### Texto fornecido
--

Face à factualidade provada, a Mm.ª Juíza a quo concluiu que entre a embargante (e outro) e a embargada foi celebrado um contrato de crédito ao consumo (à data da celebração do contrato, regulado pelo DL n.º 359/91 de 21.9), sendo um dos efeitos essenciais a obrigação de o consumidor restituir o valor emprestado acrescido dos respetivos juros, no prazo acordado (art.ºs 1142º e 1145º do CC).

Considerou, ainda, que foram observadas as formalidades legais (art.º 6º, n.º 1 do DL n.º 359/91 de 21.9) e que a embargante não provou o alegado circunstancialismo em que fez assentar a pretensa nulidade do contrato.

Partindo do entendimento de que a livrança apresentada como título executivo desempenhava “uma função de garantia num contexto de relativa incerteza”, podendo “ser acionada (através do preenchimento do título) em caso de incumprimento”, e constatando que a situação de incumprimento “verificou-se a 25.6.2012 e a livrança foi preenchida com data de vencimento em 09.11.2018” - sendo que “o nosso ordenamento jurídico não fixa qualquer prazo para o preenchimento da livrança” -, a Mm.ª Juíza a quo, ancorando-se no ensinamento de Carolina Cunha[2], concluiu, depois, que a exequente podia preencher a livrança, nomeadamente no tocante à data de vencimento, não quando lhe aprouvesse mas sim quando se verificasse o incumprimento do contrato, pelo que, na situação em análise, “o preenchimento da livrança deveria ter ocorrido até três anos contados desde o incumprimento do contrato, isto é, até 25.6.2015”, o que leva à reconfiguração da pretensão cambiária (mormente, quanto a juros devidos pelo período de três anos), de modo a contê-la dentro dos limites excedidos, sob pena de abuso, daí resultando que, - no dizer da Mm.ª Juíza a quo - responsabilizando-se o subscritor na exacta medida vertida no acordo de preenchimento, “o valor da livrança exequenda passará a corresponder ao somatório do capital em dívida (€ 13 117,84), acrescido de juros remuneratórios e moratórios (€ 4 525,65), imposto de selo sobre estes (€ 181,03) e selagem (€ 89,12)”, e “juros de mora à taxa de 4 % desde a data de vencimento aposta na livrança (09.11.2018) e até integral pagamento”.

--

### Exercício proposto 1
No excerto sobre o contrato de crédito ao consumo, por que razão concluiu a juíza que a livrança deveria ter sido preenchida até 25.6.2015? Responda em uma a três frases.
### Exercício proposto 2
Troque "formalidades legais" por "exigências legais" e reescreva o trecho do excerto sobre o contrato de crédito ao consumo que vai de "Considerou, ainda, que" até "nulidade do contrato.".
Os dados que se seguem são dispensáveis.

### Material recolhido

--

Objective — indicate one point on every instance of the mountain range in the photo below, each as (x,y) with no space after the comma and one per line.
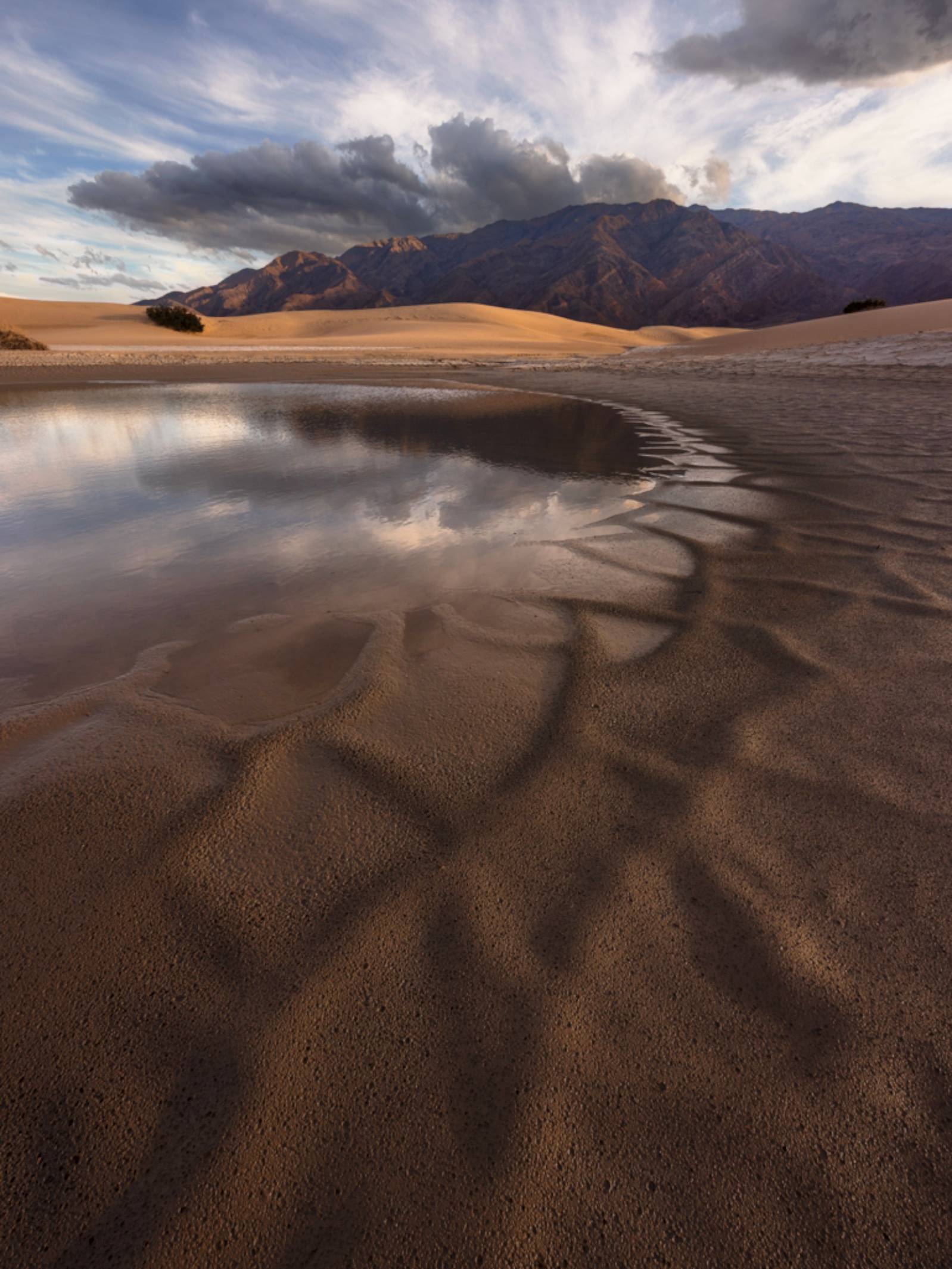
(626,266)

--

### Resposta 1
A juíza entendeu que a livrança desempenhava uma função de garantia, podendo ser acionada em caso de incumprimento. Por isso, a exequente podia preenchê-la não quando lhe aprouvesse, mas quando se verificasse o incumprimento do contrato. Como este ocorreu a 25.6.2012, o preenchimento deveria ter ocorrido até três anos contados desde então, isto é, até 25.6.2015.

### Resposta 2
Considerou, ainda, que foram observadas as exigências legais (art.º 6º, n.º 1 do DL n.º 359/91 de 21.9) e que a embargante não provou o alegado circunstancialismo em que fez assentar a pretensa nulidade do contrato.